Spatial localization data:
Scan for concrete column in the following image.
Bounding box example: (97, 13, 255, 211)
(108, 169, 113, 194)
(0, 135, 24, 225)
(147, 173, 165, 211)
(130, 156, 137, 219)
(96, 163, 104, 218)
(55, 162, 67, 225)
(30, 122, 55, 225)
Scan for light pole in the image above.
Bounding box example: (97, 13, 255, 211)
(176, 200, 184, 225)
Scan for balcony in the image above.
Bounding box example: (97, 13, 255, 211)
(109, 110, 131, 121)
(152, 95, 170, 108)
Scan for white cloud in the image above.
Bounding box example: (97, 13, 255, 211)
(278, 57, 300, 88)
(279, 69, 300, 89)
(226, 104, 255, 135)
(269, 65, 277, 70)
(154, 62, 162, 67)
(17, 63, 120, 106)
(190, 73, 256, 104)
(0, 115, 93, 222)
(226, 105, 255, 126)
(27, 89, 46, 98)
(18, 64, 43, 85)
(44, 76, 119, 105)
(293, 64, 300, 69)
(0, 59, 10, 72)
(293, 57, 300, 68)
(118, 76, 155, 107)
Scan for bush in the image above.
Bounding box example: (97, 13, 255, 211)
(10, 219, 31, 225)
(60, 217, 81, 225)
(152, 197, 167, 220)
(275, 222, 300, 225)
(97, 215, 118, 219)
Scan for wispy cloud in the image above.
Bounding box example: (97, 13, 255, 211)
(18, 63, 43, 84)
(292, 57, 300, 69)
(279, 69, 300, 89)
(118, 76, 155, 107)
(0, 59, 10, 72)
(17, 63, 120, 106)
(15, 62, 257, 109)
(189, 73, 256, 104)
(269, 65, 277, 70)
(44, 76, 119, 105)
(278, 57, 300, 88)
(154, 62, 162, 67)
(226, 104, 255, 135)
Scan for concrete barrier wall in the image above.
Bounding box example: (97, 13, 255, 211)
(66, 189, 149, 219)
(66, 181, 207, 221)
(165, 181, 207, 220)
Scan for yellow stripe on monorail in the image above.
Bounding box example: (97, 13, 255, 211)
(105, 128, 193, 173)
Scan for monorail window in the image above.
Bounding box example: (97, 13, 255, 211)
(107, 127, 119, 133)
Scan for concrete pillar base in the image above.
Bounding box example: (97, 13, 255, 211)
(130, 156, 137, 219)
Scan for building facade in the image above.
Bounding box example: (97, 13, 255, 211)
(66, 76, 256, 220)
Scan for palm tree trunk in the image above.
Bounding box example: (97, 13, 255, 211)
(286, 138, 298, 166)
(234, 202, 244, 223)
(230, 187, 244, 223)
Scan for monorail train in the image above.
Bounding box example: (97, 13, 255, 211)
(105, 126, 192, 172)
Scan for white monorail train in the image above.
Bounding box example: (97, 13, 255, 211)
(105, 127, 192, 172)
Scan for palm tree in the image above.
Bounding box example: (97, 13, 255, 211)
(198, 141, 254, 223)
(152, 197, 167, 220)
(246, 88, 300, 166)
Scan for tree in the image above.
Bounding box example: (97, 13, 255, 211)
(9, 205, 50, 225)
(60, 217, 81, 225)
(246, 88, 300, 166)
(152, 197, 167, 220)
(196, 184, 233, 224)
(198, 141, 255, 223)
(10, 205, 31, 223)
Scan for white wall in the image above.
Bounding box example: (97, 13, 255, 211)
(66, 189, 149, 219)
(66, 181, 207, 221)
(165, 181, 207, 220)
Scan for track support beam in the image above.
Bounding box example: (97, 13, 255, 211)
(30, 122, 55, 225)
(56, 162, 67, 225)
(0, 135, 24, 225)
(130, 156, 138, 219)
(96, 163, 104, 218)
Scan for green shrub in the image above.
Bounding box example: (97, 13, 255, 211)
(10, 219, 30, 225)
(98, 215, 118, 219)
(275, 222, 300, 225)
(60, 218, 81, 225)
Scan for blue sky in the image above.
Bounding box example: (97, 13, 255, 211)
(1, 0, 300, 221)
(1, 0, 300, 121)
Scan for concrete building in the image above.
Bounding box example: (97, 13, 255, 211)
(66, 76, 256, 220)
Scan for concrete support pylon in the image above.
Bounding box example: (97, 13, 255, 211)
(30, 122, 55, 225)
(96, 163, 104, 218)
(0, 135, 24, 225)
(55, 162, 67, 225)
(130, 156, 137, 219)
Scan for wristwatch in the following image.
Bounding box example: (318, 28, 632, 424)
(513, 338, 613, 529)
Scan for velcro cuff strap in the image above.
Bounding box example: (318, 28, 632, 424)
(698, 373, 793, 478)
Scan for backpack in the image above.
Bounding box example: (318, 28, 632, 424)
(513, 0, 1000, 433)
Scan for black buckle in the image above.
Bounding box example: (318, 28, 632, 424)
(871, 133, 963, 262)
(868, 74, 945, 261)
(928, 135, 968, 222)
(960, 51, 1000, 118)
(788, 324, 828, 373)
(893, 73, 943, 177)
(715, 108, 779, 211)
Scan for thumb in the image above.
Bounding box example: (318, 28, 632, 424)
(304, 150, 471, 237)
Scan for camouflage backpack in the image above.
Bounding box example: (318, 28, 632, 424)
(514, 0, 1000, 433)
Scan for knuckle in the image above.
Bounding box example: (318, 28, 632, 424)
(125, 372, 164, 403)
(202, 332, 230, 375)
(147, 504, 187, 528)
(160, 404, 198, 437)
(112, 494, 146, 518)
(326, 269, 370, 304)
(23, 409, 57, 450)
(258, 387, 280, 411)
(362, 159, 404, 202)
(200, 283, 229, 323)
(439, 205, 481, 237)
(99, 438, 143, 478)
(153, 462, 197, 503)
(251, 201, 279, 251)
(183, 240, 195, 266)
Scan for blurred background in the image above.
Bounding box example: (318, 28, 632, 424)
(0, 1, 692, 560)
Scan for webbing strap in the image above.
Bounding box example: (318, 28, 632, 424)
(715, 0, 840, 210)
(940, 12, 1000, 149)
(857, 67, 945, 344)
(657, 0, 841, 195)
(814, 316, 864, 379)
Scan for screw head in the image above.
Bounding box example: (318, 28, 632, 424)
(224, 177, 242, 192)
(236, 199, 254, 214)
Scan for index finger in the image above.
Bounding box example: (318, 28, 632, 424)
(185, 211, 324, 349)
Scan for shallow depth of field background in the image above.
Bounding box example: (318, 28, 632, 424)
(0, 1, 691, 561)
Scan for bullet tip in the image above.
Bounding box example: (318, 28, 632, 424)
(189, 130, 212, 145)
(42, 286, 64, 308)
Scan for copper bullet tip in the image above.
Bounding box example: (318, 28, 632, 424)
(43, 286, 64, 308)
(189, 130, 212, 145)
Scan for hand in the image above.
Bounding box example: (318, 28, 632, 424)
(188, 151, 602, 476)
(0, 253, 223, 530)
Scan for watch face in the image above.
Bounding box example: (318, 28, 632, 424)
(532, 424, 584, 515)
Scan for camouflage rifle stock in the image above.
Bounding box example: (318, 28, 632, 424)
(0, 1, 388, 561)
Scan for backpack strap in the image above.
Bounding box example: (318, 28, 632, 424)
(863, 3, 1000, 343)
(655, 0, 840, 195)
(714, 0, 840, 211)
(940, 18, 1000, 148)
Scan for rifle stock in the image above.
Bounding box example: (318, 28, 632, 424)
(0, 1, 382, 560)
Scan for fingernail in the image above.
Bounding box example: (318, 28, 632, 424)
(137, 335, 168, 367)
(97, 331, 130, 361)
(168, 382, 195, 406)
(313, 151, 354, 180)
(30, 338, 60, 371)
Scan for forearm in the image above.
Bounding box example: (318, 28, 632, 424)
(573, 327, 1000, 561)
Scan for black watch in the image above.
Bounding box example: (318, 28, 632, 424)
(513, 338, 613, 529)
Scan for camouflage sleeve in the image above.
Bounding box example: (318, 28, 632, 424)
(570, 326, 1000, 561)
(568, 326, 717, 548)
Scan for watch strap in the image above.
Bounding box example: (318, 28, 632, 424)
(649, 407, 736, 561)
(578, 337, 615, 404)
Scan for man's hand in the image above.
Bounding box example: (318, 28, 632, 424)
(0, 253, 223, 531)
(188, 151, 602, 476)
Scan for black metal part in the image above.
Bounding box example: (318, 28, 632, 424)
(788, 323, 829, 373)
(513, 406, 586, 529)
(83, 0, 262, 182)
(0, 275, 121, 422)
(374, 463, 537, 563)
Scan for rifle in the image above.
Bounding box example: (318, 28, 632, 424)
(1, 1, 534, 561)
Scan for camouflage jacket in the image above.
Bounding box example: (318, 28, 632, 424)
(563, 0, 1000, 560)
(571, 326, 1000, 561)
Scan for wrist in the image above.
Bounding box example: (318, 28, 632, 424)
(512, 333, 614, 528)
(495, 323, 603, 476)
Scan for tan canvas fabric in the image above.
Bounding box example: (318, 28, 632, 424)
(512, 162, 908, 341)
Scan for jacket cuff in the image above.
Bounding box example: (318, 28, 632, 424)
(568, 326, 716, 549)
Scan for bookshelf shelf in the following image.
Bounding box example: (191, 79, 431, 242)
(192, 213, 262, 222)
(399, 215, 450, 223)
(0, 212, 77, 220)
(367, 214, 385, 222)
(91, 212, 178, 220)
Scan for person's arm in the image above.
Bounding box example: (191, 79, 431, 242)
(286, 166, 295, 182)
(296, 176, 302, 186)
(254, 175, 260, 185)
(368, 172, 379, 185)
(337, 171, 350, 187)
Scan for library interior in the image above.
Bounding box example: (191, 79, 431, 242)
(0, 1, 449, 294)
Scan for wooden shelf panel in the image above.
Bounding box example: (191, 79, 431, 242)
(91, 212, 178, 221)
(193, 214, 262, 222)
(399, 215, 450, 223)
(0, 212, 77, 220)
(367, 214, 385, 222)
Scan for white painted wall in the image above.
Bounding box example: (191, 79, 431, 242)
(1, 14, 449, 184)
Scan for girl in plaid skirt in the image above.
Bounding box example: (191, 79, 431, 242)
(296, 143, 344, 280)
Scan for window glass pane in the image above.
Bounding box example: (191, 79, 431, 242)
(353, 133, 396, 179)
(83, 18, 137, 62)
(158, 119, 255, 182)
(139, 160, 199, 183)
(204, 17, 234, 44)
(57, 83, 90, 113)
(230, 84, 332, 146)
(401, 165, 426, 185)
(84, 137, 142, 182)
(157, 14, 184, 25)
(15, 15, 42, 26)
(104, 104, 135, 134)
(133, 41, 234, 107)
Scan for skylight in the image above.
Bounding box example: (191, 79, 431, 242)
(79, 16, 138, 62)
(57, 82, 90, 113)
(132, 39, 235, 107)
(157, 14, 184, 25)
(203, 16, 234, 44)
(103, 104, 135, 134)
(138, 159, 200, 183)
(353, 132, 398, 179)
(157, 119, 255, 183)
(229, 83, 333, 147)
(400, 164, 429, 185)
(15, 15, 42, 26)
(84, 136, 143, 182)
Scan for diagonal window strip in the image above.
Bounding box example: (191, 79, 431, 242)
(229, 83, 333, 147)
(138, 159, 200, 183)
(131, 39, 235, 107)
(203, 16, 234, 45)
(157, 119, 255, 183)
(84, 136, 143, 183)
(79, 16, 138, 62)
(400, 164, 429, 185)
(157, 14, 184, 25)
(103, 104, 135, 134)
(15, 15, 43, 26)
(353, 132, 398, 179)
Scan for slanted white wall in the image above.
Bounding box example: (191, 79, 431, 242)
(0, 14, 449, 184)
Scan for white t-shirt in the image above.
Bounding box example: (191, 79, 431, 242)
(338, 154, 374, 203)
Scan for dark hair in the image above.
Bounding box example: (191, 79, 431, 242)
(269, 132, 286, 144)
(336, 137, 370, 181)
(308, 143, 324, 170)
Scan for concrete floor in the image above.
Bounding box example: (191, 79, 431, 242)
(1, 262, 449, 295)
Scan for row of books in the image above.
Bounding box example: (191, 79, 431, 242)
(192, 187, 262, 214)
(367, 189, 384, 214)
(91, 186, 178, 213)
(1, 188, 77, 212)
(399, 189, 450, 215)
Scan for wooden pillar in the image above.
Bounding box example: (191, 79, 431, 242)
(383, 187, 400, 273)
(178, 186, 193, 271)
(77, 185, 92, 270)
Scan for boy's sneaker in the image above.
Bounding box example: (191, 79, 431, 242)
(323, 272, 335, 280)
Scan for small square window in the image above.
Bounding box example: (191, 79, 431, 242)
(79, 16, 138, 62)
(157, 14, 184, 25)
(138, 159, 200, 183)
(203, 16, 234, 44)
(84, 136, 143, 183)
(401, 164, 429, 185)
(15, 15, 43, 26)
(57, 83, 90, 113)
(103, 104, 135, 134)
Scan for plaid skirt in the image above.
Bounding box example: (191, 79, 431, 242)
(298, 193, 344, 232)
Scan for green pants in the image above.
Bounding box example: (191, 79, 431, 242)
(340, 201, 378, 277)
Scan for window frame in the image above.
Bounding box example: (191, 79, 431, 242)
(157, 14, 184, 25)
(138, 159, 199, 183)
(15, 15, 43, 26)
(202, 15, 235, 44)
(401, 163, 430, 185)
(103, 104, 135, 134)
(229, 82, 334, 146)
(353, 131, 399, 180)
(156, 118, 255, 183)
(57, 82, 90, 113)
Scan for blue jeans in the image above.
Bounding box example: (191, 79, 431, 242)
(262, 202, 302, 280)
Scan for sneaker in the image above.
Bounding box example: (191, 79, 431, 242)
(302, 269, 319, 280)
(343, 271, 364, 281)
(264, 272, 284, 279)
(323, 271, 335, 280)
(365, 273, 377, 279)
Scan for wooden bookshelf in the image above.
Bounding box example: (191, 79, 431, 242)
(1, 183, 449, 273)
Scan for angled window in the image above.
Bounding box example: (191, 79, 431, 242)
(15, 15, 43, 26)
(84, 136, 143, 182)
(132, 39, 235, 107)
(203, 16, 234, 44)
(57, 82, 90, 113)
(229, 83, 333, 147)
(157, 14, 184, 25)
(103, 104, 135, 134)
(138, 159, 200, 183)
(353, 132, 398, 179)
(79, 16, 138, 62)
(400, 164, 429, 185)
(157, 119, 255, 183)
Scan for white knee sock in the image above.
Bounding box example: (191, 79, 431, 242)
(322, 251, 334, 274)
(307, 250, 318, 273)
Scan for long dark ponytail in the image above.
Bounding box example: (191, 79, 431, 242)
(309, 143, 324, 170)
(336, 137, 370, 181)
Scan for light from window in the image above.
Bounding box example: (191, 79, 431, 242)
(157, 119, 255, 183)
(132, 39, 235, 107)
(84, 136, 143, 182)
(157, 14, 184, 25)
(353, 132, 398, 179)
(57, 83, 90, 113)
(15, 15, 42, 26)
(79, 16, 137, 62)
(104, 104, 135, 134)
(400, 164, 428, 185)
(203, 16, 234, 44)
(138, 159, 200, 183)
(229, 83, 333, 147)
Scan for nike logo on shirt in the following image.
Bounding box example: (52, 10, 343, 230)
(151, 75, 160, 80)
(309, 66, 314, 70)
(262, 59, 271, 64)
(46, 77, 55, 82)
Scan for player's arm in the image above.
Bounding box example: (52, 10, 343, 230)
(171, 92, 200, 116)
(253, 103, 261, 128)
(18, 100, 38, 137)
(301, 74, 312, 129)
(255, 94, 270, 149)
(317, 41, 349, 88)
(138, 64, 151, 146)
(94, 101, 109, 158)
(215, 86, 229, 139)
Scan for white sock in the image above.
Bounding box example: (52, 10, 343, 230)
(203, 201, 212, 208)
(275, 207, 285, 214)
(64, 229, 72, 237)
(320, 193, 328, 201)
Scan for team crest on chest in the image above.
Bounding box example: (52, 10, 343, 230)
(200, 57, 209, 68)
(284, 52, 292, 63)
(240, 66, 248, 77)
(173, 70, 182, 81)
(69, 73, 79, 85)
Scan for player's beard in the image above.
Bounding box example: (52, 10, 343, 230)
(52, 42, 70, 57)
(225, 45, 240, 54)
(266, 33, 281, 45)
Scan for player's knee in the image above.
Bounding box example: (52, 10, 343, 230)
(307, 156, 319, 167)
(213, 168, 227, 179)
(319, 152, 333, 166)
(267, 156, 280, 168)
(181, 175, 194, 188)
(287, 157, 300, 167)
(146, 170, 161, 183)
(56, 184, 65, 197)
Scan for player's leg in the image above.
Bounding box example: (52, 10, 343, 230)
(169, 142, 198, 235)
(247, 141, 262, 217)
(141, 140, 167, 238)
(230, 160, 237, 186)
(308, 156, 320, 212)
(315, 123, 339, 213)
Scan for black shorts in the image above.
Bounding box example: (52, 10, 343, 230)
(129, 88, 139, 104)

_What is required_
Give an exact copy of the lines above, from the top of the records to the line that contains "Scan for white cloud in the image above.", taking in both ends.

_Result_
Scan for concrete column in the following image.
Bounding box example: (97, 13, 255, 211)
(108, 169, 113, 194)
(0, 135, 24, 225)
(147, 173, 165, 211)
(130, 156, 137, 219)
(96, 163, 104, 218)
(55, 162, 67, 225)
(30, 122, 55, 225)
Scan for light pole in the image above.
Bounding box example: (97, 13, 255, 211)
(176, 200, 184, 225)
Scan for balcony in the image above.
Bounding box example: (97, 13, 255, 211)
(109, 110, 131, 121)
(152, 95, 170, 108)
Scan for white cloud in the image above.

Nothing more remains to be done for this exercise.